**Data listing:**
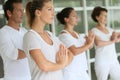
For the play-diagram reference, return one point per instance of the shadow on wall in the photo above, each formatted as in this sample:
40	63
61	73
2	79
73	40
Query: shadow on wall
1	68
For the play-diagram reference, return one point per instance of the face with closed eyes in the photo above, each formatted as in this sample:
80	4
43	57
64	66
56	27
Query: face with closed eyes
102	18
72	19
47	13
17	14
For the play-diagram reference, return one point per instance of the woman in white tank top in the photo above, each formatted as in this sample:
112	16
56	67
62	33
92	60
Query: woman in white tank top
46	54
76	43
106	62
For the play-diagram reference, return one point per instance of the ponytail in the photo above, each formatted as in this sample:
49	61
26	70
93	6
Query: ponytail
29	18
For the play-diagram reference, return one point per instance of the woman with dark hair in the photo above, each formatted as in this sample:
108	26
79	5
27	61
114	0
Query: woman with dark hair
46	54
76	43
106	62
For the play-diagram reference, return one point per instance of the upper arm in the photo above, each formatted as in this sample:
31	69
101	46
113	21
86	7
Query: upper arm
7	48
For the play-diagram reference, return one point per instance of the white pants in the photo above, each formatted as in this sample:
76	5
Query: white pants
102	71
83	75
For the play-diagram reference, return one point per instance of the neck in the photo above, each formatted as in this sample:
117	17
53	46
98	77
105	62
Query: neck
69	28
101	25
13	24
38	26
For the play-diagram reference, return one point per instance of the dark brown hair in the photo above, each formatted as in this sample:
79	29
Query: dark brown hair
65	13
9	6
31	7
96	12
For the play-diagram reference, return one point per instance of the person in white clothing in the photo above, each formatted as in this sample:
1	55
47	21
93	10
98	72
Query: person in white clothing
106	62
76	43
11	43
46	54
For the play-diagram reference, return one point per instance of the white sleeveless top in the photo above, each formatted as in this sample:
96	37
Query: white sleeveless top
105	54
79	62
32	40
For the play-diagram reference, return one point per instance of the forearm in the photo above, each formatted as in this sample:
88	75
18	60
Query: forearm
81	49
70	57
103	43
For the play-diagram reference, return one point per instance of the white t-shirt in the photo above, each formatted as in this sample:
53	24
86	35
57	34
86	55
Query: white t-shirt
105	54
32	40
79	62
10	41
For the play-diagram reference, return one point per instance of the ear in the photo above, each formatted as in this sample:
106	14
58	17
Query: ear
66	20
9	13
97	17
37	12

**Required task:** Print each entry shown above with exact wording and no pictures.

**Answer to this problem:**
For the play-diagram reference, return one point per instance of the shadow on wall in the photo above, each formatted as in this sample:
40	63
61	73
2	79
73	40
Query: shadow on wall
1	68
For the play-diagram reference, return one point per instance of the face with closed eyes in the photo above, each formatted as in this sample:
80	4
43	57
64	66
56	27
Query: face with closed eyes
102	18
72	19
47	13
17	14
For the play-diagram reference, return one point per instance of the woman in white tank top in the photo above, each formatted as in this sample:
112	16
56	67
62	33
92	60
Query: woman in white tank top
46	54
76	43
106	62
For the play-diagram reference, return one point per instance of the ponytail in the photo above, each formatted as in this sample:
49	61
26	70
93	6
Query: ponytail
29	18
For the play-diagram reference, return one point per instance of the woman with dark hair in the photo above, each formatted as in this sample:
108	26
79	5
27	61
114	0
Query: woman with dark hair
46	54
76	43
106	62
For the play-diagram reference, return one point per instance of the upper arm in the photo above, each formatted as in this sample:
31	69
101	46
113	21
86	7
Query: upper arm
7	48
For the play-diagram reference, return one point per instance of the white pants in the photo above, each formatted as in this sample:
76	5
Query: white pants
102	71
83	75
For the play-diagram reference, return one point per instance of the neck in the photo above, each formatted as in this sample:
117	17
53	46
98	77
105	62
Query: neck
69	28
101	25
13	24
38	26
For the play-diagram reference, return one point per instance of the dark brown hair in the photo above, each formatted as in this sample:
79	29
Query: dark brown hair
65	13
9	6
31	7
96	12
For the play-diagram reference, return one point per instance of the person in white clothing in the photo above, each formatted as in this sample:
1	55
47	21
93	10
98	72
Query: person in white clothing
106	62
76	43
11	43
46	54
For the play-diagram reference, return one point per instance of the white sleeveless top in the photo above, each formatted as in this sample:
96	37
Query: white sleeveless top
105	54
79	62
32	40
For the play-diagram reference, return one point per instance of the forearm in the photo above, each formatted as in this sample:
88	75
18	60
Query: forearm
81	49
70	57
103	43
For the play-diagram reference, return one point per instance of the white t-shirt in the photo above, each formatted as in this sample:
53	24
86	35
57	34
86	55
Query: white t-shirt
105	54
32	40
79	62
10	41
For the play-diagram reference, return one point per instance of the ear in the photo above, each formatted as in this sample:
106	14
58	17
Query: ear
66	20
9	13
97	17
37	12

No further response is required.